Pointing entries for labeled objects:
%%
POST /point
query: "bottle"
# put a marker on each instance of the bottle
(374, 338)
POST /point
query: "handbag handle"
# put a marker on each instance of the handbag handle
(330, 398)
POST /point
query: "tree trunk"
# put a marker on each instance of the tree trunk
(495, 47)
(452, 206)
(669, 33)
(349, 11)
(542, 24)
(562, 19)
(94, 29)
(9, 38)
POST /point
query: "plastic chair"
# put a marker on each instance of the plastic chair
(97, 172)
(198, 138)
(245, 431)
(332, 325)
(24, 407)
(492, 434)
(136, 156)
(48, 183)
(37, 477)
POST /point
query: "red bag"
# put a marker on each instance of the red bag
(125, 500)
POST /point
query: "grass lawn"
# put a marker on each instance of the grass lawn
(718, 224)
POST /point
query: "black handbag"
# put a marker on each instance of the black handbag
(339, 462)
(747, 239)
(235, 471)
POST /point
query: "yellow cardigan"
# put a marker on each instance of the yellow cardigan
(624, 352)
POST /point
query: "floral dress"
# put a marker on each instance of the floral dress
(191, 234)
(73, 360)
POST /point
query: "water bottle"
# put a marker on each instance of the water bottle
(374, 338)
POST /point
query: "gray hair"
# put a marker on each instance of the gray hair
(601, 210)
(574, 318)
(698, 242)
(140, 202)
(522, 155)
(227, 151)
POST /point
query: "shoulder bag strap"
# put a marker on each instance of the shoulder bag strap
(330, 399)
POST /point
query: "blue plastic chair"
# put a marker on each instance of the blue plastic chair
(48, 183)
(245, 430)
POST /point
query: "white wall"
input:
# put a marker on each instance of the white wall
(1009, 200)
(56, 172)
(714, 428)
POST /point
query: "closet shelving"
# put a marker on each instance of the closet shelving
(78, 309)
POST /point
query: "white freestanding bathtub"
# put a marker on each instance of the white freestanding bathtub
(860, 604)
%%
→ Given exercise: How many lines of the material above contain the string "shoulder"? Treat uppercase and lowercase as different, and reply with the number alone.

→ Completed exercise: 2